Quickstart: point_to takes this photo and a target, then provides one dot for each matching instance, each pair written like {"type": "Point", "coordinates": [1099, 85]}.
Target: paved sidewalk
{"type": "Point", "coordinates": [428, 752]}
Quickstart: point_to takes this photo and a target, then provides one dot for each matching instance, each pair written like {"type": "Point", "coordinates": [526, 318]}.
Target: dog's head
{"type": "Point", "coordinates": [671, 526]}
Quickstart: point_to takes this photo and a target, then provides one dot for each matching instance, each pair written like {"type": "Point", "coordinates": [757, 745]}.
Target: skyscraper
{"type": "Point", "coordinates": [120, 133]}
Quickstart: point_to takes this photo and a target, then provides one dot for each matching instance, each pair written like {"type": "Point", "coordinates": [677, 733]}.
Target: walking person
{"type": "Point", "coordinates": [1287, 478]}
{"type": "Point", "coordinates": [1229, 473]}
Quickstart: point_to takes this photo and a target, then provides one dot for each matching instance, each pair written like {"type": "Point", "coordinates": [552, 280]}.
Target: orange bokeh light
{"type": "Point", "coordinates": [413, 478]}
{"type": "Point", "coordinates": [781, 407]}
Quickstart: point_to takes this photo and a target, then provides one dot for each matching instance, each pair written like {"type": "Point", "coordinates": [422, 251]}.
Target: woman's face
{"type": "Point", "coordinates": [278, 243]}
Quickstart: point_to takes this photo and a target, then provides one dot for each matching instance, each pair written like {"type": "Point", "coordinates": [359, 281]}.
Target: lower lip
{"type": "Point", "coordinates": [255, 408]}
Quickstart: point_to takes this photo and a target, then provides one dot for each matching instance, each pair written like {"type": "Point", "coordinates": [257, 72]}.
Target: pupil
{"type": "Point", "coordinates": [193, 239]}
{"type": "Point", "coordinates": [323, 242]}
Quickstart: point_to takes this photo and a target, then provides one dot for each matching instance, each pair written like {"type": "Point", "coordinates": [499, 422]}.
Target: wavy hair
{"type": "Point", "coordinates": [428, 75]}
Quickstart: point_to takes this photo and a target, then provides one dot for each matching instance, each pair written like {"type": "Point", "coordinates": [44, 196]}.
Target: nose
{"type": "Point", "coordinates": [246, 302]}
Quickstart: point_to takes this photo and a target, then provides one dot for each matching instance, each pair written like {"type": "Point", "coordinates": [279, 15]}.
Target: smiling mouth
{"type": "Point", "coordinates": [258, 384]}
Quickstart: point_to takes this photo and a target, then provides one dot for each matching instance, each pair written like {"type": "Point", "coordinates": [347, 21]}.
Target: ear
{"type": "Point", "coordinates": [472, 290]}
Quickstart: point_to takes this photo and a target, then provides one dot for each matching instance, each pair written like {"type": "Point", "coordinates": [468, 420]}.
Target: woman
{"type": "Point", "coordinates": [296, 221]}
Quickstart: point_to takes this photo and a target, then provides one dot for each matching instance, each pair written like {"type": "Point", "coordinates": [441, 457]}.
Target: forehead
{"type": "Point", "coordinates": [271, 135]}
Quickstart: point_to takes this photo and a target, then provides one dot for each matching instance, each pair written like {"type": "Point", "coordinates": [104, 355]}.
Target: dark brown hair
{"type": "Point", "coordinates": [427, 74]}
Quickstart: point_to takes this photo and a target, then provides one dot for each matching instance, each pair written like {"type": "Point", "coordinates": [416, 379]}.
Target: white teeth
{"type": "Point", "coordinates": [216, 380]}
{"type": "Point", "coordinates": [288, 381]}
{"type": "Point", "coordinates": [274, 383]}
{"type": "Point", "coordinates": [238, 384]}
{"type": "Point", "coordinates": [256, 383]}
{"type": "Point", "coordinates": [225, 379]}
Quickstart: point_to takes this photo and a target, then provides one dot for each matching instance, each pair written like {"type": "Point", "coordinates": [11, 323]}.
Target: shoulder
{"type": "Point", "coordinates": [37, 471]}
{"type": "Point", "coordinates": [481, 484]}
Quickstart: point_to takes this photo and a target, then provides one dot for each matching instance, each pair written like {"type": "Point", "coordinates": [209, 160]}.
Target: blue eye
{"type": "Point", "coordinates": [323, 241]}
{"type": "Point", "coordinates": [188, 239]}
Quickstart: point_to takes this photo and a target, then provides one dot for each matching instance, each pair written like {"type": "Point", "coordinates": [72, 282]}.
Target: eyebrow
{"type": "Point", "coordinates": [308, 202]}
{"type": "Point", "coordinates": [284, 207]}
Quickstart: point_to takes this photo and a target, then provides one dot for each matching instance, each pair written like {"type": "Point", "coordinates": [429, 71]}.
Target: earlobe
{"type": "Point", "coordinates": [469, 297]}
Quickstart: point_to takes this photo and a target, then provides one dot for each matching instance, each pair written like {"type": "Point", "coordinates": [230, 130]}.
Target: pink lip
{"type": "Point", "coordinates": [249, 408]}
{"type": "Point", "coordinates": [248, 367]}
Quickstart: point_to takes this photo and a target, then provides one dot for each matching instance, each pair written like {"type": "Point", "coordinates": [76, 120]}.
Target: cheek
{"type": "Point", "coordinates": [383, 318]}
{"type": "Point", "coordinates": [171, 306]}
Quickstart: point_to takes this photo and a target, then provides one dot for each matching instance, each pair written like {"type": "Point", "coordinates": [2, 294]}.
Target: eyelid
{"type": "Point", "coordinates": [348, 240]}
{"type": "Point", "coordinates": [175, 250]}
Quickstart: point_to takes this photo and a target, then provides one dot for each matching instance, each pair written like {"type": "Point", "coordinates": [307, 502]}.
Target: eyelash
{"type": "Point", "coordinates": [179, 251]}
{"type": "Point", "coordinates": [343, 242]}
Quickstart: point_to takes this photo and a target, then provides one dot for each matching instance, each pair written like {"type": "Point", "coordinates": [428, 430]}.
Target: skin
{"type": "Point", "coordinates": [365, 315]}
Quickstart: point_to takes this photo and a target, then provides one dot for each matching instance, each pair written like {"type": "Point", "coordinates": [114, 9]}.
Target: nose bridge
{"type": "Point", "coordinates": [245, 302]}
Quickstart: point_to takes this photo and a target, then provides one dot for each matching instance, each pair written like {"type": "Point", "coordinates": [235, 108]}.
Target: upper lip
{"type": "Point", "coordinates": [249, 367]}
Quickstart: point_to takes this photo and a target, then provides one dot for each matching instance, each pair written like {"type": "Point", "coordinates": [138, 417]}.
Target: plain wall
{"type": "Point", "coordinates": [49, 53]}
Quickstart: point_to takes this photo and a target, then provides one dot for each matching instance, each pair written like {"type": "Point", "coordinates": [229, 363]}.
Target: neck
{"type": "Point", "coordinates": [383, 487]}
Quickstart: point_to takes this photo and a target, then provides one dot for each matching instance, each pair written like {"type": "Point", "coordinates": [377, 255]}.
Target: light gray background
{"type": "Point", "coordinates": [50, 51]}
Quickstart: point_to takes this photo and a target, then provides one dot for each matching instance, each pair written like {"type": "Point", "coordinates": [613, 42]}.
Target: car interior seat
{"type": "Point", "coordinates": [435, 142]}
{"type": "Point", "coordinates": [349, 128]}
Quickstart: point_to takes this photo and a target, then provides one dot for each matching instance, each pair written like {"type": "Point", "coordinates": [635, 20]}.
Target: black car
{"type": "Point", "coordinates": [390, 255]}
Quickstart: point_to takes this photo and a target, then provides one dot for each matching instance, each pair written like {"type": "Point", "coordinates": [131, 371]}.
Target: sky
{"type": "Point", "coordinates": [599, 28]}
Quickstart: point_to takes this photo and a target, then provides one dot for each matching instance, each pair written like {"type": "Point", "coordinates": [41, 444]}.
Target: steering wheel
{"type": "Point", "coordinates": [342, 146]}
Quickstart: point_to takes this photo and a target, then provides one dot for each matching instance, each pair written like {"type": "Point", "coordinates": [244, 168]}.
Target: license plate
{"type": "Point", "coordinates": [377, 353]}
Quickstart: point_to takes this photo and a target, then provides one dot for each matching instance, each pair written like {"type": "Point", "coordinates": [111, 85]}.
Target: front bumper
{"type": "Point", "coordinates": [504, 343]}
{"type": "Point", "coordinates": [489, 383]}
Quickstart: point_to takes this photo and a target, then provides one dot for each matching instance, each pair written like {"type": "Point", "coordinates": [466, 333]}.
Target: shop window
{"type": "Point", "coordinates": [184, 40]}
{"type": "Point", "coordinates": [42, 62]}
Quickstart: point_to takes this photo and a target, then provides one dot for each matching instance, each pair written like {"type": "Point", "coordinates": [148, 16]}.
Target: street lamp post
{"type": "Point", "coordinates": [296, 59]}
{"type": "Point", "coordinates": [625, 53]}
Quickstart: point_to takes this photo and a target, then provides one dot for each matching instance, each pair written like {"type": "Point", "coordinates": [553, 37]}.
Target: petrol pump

——

## PROMPT
From the line containing "Target: car interior seat" down to the last line, reproduce the records exactly. Include both ends.

## SOLUTION BELOW
Target: car interior seat
{"type": "Point", "coordinates": [435, 142]}
{"type": "Point", "coordinates": [349, 128]}
Quickstart: point_to takes this photo and a target, then provides one dot for each matching instance, each pair written like {"type": "Point", "coordinates": [635, 20]}.
Target: black car
{"type": "Point", "coordinates": [390, 255]}
Quickstart: point_to takes this photo and a target, then provides one dot for each matching instance, each pair written like {"type": "Point", "coordinates": [131, 371]}.
Target: sky
{"type": "Point", "coordinates": [599, 28]}
Quickstart: point_to takes this photo and a target, then provides one dot for each matching instance, each pair written like {"type": "Point", "coordinates": [41, 444]}.
Target: steering wheel
{"type": "Point", "coordinates": [342, 146]}
Quickstart: point_to takes this photo and a target, then provides one dot for each matching instance, each pair written like {"type": "Point", "coordinates": [244, 168]}.
Target: license plate
{"type": "Point", "coordinates": [377, 353]}
Quickstart: point_to takes this photo and a target, then provides one dot for each matching instance, each pair written like {"type": "Point", "coordinates": [111, 85]}.
Target: front bumper
{"type": "Point", "coordinates": [504, 343]}
{"type": "Point", "coordinates": [489, 383]}
Quickstart: point_to takes this photo and a target, then provides one dot for each matching instance, each pair written like {"type": "Point", "coordinates": [466, 333]}.
Target: shop window
{"type": "Point", "coordinates": [184, 40]}
{"type": "Point", "coordinates": [42, 62]}
Quickstart: point_to takes this photo and a target, then provides one dot for each matching instance, each pair written like {"type": "Point", "coordinates": [148, 16]}.
Target: street lamp post
{"type": "Point", "coordinates": [296, 59]}
{"type": "Point", "coordinates": [625, 53]}
Quickstart: point_to takes this photo and a target, then provides one dot for each matching instance, each pair written like {"type": "Point", "coordinates": [553, 37]}.
Target: petrol pump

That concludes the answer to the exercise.